*TEXT:*
My FP colleague (and Zombie maven) Dan Drezner had an excellent post up a couple of days ago, defending Obama's foreign policy against various GOP challenges (most of them, as he points out, silly). The payoff pitch is Dan's fantasy of what an Obama stump speech on this topic might say:
As president, I have to address both domestic policy and foreign policy. Because of the way that the commander-in-chief role has evolved, I have far fewer political constraints on foreign policy action than domestic policy action. So let's think about this for a second. On the foreign stage, America's standing has returned from its post-Iraq low. Al Qaeda is now a shell of its former self. Liberalizing forces are making uneven but forward progress in North Africa. Muammar Qaddafi's regime is no longer, without one American casualty. The wars in Afghanistan and Iraq are winding down. Every country in the Pacific Rim without a Communist Party running things is trying to hug us closer.
Imagine what I could accomplish in domestic policy without the kind of obstructionism and filibustering that we're seeing in Congress -- which happens to be even more unpopular than I am, by the way. I'm not talking about the GOP abjectly surrendering, mind you, just doing routine things like subjecting my nominees to a floor vote in the Senate. I've achieved significant foreign policy successes while still cooperating with our allies in NATO and Northeast Asia. Just imagine what I could get done if the Republicans were as willing to compromise as, say, France.

*INSTRUCTION:*
Translate this sentence from the post on Obama's foreign policy into Spanish: "The wars in Afghanistan and Iraq are winding down."

*DATA EXCERPT:*
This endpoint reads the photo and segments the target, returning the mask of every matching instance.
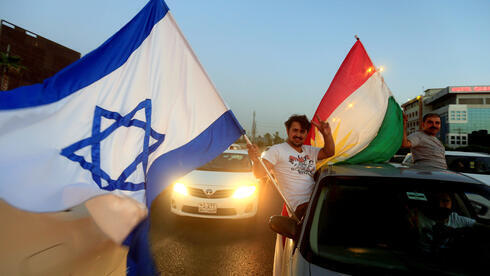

*SOLUTION:*
Las guerras en Afganistán e Irak están llegando a su fin.